Task description | Count the lines in the records below that contain the string "elbow", matching case exactly. Reply with the number only.

═══ Dataset ═══

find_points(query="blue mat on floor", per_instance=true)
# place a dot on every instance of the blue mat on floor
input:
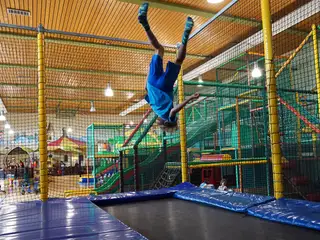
(119, 198)
(290, 211)
(61, 219)
(237, 202)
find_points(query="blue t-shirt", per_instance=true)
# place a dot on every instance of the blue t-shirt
(161, 102)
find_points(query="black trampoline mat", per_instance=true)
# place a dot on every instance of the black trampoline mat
(177, 219)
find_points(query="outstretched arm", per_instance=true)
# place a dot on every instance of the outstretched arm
(178, 108)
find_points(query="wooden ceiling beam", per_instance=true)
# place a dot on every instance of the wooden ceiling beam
(26, 98)
(81, 71)
(68, 87)
(93, 44)
(192, 11)
(203, 13)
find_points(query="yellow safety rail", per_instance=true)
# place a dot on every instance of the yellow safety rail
(43, 151)
(272, 100)
(82, 192)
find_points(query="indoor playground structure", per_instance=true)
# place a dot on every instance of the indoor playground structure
(248, 146)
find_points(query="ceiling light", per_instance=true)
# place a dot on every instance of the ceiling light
(7, 125)
(92, 108)
(108, 92)
(200, 81)
(215, 1)
(256, 72)
(2, 116)
(130, 95)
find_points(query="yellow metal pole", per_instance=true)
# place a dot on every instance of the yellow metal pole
(239, 143)
(272, 101)
(317, 68)
(183, 131)
(316, 62)
(42, 118)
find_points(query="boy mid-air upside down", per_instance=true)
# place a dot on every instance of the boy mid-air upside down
(160, 83)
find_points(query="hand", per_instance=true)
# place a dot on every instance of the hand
(195, 96)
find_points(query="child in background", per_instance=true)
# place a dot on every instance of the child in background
(223, 185)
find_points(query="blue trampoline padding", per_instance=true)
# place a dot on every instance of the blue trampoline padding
(117, 198)
(183, 186)
(290, 211)
(61, 219)
(237, 202)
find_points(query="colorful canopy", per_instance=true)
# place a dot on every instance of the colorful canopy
(67, 144)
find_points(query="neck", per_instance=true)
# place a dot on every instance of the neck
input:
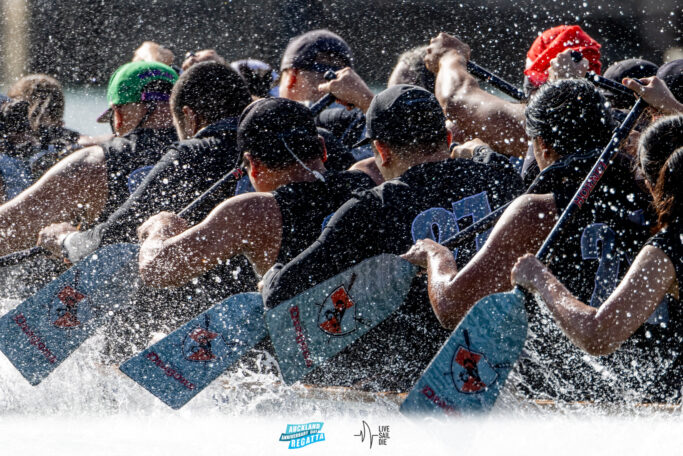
(160, 119)
(403, 164)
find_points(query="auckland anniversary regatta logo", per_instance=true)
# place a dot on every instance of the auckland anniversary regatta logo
(70, 308)
(301, 435)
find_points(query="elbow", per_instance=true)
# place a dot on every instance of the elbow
(152, 276)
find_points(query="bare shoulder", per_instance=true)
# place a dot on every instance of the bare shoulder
(532, 209)
(246, 208)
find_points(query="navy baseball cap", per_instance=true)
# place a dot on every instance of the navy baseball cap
(318, 51)
(278, 132)
(404, 114)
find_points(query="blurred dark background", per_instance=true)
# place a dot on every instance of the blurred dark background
(83, 42)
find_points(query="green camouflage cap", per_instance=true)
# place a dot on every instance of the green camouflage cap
(128, 81)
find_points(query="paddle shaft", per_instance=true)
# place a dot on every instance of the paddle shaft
(220, 190)
(221, 186)
(596, 173)
(495, 81)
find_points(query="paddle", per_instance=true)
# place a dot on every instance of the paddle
(470, 369)
(22, 255)
(239, 321)
(320, 105)
(147, 368)
(45, 329)
(495, 81)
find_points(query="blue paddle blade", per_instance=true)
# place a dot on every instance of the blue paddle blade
(314, 326)
(179, 366)
(45, 329)
(467, 374)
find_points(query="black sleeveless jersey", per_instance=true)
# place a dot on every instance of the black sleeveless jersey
(305, 206)
(650, 362)
(435, 200)
(590, 257)
(123, 155)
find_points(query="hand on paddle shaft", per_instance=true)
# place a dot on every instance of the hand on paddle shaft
(45, 329)
(499, 323)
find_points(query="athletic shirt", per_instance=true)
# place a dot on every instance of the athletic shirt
(591, 255)
(186, 170)
(306, 205)
(140, 148)
(434, 199)
(650, 362)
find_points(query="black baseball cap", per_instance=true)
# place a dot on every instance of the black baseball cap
(317, 50)
(672, 74)
(277, 131)
(404, 114)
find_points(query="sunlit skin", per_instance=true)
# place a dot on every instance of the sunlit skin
(52, 236)
(601, 331)
(301, 85)
(73, 191)
(521, 229)
(477, 113)
(248, 224)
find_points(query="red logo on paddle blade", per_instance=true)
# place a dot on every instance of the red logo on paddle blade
(202, 351)
(471, 371)
(337, 313)
(66, 307)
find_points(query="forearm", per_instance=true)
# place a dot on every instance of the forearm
(577, 320)
(170, 262)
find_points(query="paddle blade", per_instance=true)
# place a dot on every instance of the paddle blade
(470, 369)
(319, 323)
(179, 366)
(45, 329)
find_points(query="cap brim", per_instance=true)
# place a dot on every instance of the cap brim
(105, 117)
(362, 142)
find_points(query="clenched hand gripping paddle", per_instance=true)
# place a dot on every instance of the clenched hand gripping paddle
(469, 371)
(45, 329)
(167, 365)
(171, 371)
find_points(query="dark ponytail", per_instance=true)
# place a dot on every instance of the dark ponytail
(668, 192)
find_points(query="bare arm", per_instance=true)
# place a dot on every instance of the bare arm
(74, 190)
(522, 228)
(249, 224)
(601, 331)
(369, 167)
(477, 113)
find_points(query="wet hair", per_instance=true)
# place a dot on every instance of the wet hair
(657, 143)
(417, 73)
(279, 133)
(668, 192)
(570, 115)
(212, 90)
(14, 117)
(44, 96)
(258, 75)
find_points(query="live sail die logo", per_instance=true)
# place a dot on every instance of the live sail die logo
(301, 435)
(471, 372)
(337, 314)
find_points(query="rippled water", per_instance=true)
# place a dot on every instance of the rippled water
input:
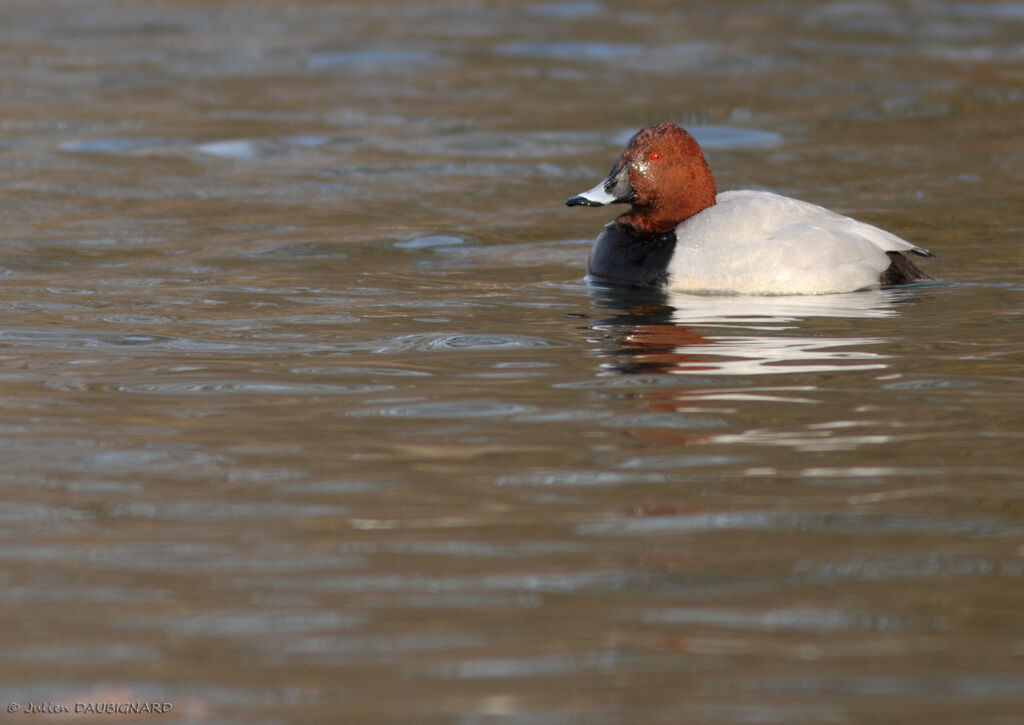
(308, 416)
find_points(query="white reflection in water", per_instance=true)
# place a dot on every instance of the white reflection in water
(694, 336)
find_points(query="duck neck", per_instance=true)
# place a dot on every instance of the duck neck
(656, 215)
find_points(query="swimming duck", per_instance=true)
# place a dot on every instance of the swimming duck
(682, 235)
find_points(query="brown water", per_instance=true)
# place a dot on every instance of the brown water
(308, 416)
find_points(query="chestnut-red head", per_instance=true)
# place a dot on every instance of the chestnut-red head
(663, 174)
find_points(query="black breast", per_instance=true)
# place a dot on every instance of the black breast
(620, 256)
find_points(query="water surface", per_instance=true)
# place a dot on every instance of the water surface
(307, 414)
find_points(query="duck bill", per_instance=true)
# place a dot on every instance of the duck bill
(614, 189)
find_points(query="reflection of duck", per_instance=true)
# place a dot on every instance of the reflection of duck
(740, 336)
(681, 235)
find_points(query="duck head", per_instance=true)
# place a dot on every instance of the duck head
(662, 174)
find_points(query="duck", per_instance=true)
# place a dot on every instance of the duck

═══

Answer to the problem | 2